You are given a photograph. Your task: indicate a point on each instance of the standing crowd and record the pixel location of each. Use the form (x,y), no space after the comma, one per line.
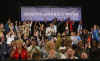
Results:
(64,39)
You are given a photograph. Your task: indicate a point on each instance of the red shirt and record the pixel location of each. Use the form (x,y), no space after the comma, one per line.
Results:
(23,54)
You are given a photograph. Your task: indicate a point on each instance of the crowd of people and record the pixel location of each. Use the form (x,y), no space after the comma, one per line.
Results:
(65,39)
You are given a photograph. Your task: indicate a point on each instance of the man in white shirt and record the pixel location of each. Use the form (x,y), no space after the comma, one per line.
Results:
(51,30)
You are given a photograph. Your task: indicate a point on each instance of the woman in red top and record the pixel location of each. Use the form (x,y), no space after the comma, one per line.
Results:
(19,52)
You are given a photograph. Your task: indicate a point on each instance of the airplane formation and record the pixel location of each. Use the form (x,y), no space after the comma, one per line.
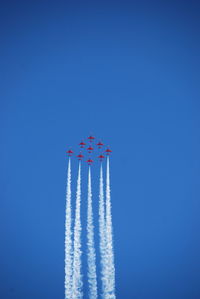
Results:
(90,150)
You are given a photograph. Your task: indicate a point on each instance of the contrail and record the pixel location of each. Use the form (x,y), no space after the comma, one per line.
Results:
(110,267)
(68,235)
(92,278)
(102,236)
(77,277)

----------------------------------------

Problem description: Lay out the entries from the line with "of the contrail" through the end of the entries as a two-column CSV with the headers instruction and coordinates, one row per entry. Put each entry's text and its answer in their own quoted fields, with line breaks changed to spaces.

Answer to the task:
instruction,coordinates
"You are given a photograph. Your task: indicate a point on each instance of the contrail and record the pixel location of each. Use the form (x,y), no space after the comma, one per line. Results:","(110,267) (68,235) (92,278) (102,236) (77,277)"